[Start of SUPPLIED MATERIAL]
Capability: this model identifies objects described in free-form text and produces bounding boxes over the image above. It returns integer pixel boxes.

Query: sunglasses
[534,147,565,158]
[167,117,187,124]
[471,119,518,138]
[End of SUPPLIED MATERIAL]
Copy all of the rows above, character for character, with no changes.

Capability: this model identifies objects described in free-form text and produces bounding boxes over the image above. It returns integer pixel boxes.

Query: sunglasses
[534,147,565,158]
[167,117,187,124]
[471,119,518,138]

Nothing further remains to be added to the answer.